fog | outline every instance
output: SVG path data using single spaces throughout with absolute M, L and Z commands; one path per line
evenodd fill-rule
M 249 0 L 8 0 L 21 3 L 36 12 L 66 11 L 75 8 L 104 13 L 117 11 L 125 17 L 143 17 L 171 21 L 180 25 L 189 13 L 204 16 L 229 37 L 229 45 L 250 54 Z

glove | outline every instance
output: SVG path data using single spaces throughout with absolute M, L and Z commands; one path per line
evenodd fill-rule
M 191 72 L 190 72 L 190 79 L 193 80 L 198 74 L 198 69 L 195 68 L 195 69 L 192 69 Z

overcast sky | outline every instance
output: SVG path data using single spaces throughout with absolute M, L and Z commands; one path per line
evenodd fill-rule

○ ○ ○

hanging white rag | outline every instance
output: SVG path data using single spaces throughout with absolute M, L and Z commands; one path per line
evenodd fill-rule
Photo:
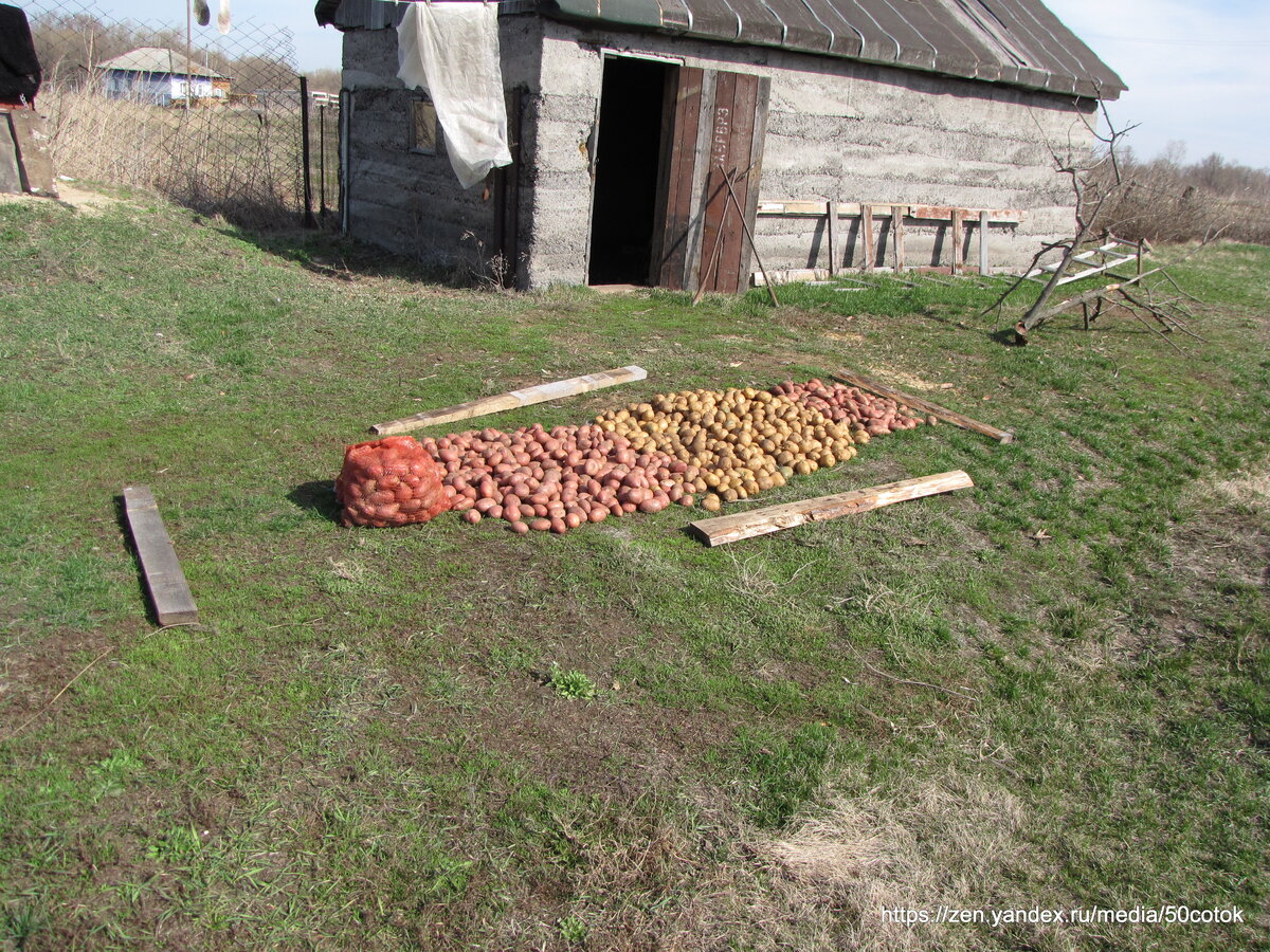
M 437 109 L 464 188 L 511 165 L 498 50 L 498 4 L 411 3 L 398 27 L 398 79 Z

○ ○ ○

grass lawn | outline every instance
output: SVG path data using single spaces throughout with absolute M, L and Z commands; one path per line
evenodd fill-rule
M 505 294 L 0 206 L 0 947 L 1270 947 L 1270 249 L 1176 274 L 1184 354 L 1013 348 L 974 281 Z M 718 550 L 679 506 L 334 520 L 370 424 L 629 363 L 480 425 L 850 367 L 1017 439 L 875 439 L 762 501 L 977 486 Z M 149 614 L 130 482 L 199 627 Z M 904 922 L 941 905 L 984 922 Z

○ ○ ○

## Work to be completed
List all lines from the entries above that contain the word "every".

## Answer to the problem
fog | outline every instance
glove | outline every instance
overcast sky | outline every instance
hanging white rag | outline every instance
grass lawn | outline every instance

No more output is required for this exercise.